::: Data

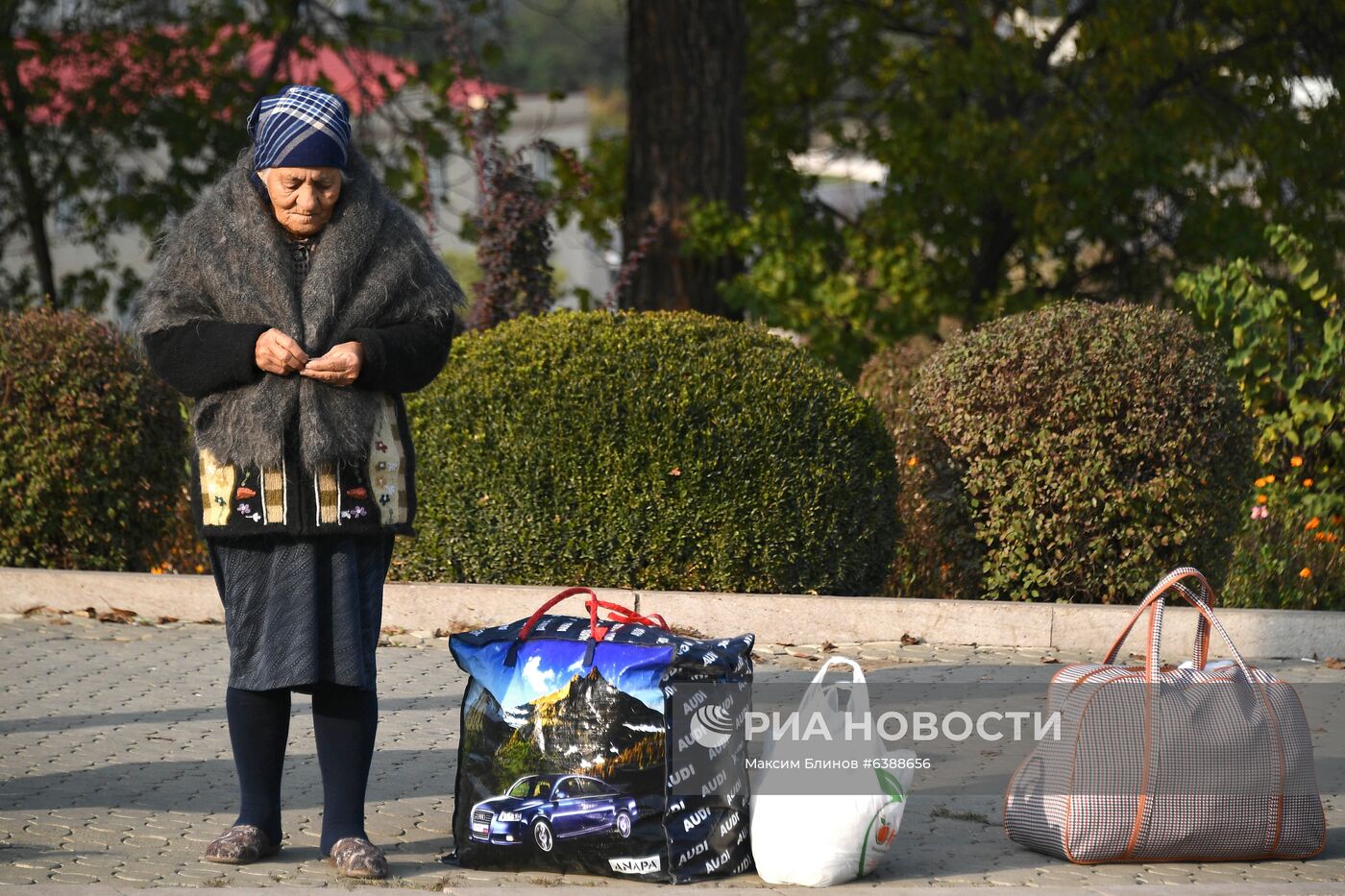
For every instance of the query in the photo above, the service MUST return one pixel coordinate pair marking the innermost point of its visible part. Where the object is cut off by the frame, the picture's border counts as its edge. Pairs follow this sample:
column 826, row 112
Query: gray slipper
column 241, row 845
column 356, row 858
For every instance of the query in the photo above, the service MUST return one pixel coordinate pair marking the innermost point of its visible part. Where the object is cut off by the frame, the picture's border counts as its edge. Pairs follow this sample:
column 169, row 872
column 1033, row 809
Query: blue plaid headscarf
column 300, row 127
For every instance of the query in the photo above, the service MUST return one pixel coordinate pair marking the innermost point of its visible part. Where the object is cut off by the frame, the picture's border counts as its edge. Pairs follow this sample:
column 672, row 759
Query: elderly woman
column 296, row 303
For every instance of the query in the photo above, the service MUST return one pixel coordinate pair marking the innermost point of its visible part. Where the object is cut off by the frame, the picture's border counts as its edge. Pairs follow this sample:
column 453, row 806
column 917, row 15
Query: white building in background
column 452, row 182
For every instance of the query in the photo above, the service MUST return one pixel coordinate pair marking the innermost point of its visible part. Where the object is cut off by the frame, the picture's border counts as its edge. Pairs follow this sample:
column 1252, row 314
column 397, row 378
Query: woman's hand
column 339, row 366
column 279, row 354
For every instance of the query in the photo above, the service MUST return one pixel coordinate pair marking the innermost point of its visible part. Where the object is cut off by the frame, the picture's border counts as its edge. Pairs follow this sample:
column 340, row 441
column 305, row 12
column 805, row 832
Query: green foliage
column 1092, row 155
column 1287, row 354
column 1095, row 446
column 938, row 554
column 90, row 448
column 1286, row 556
column 1286, row 351
column 648, row 451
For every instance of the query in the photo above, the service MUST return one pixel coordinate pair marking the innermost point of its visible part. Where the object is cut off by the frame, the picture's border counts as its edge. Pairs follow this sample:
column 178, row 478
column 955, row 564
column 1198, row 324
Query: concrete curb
column 619, row 888
column 783, row 619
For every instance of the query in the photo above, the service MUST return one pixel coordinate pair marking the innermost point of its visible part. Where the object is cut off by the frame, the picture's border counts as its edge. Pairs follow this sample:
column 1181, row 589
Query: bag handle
column 598, row 633
column 1154, row 601
column 856, row 671
column 858, row 695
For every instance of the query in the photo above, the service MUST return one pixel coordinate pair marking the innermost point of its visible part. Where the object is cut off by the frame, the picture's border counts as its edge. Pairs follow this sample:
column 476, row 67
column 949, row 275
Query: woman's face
column 303, row 198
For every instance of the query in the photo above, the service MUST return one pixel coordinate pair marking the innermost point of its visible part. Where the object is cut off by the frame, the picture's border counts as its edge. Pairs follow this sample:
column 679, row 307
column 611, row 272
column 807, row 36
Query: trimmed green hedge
column 937, row 550
column 1096, row 447
column 651, row 451
column 91, row 448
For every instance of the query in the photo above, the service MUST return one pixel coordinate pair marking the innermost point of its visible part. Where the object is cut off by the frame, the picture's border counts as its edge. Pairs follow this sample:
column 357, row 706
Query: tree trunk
column 685, row 70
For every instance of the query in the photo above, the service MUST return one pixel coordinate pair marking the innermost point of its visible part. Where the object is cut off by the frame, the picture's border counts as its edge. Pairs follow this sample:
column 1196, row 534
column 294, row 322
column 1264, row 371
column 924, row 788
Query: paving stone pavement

::::::

What you should do ->
Please update all of the items above by replacing "service" with "system" wherever it appears, changing nothing else. Leave the pictures out of your answer.

Output below ->
For every instance of the query in the photo above, the system MUST return one pixel coordinate pair marking the innermost point of its visible part. Where the object is cut off by the frame, the picture's border counts as its edge. Pairs follow this sample:
column 826, row 112
Query: gray slipper
column 241, row 845
column 356, row 858
For every instance of the query in the photo above, the system MUST return one pixel coordinate pair marking the innermost point of its visible part. Where the object is cut off by the frame, the picture's border counts as its edge. Pairs follow this sample:
column 169, row 872
column 1033, row 809
Query: blue plaid headscarf
column 300, row 127
For every instance of the query in the photo above, the system MUST return one pixel coordinate pair marking the innermost point of its visible part. Where the object is cut off by the frame, the picture's border counts as its edge. Pairs follow this sample:
column 672, row 759
Query: elderly woman
column 296, row 303
For every instance of the query in the photo above, the system MUST return one pixel coordinate pair marking the innermost point of its visible part. Where the object is cut off by the frame, the picture's border counts as its edge. Pairs follow this sample:
column 453, row 806
column 917, row 15
Query: white building in background
column 452, row 182
For every instance of the query in the photo above, the system MUST return one pixel coordinate pair marking the innermost point of its visible part. Where the object is cut off by the frame, the picture's border counts as its edge. Pairs follow this sample:
column 1252, row 314
column 397, row 378
Query: woman's hand
column 339, row 366
column 279, row 354
For every instance of the query in the photo above, the system MUST return one pixel coordinate pair marking the innermost point of its visible part. Where the object is cut off by the frame, the picture's border counts as its edge. Pairs follow this sample:
column 340, row 441
column 305, row 12
column 805, row 832
Query: green foliage
column 1092, row 155
column 1287, row 354
column 1095, row 446
column 938, row 554
column 90, row 448
column 1286, row 556
column 1286, row 351
column 648, row 451
For every instance of the query in the photo above, the system MUST return one pixel coordinate pair marking the innermost point of its visible part. Where the object is cut off by the frame, the picture's border counts as its edge. Pairs follow this sample:
column 178, row 478
column 955, row 564
column 1198, row 324
Query: concrete curb
column 619, row 888
column 783, row 619
For every instance of the query in the photo above, the system MUST return one pixel coordinate pair marking the innermost point of its visible part. Where the object is cut off by the frame, the picture's border counts as its edge. Pairs follow this sample:
column 1181, row 589
Query: bag handle
column 598, row 633
column 1154, row 601
column 856, row 671
column 858, row 695
For every instance of the query in the photo above, the system MUST return one pixel coordinate pair marking the innermost point of its visible part. Where the object is cut off by the frame, the picture's border counts as its edge. Pairs follow this sample:
column 476, row 67
column 949, row 275
Query: woman's face
column 303, row 198
For every instance of the query in the photo above, the system MUST return one pixel coordinate pair marking the innermost point of its visible part. Where the object is cut off by the frame, the picture's border counts as its edge. Pairs follow this sample:
column 679, row 307
column 611, row 272
column 807, row 36
Query: trimmed green hedge
column 937, row 550
column 1096, row 447
column 651, row 451
column 91, row 448
For every instance of the query in the photo above, the system MUST return one pixel coordinate pair marking the innermost point of its visible part. Where the object is cut off by the frame, the picture's border counts as its edge. Pairs follow this sample:
column 357, row 706
Query: tree trunk
column 685, row 70
For every instance of the query in the photo above, the system MUST return one pixel coordinate pair marking the innermost point of its visible part. Where the object is cut off by the frame, the picture's border counts as its edge. Pairs follow this sample:
column 1196, row 534
column 294, row 322
column 1264, row 371
column 924, row 788
Query: paving stone pavement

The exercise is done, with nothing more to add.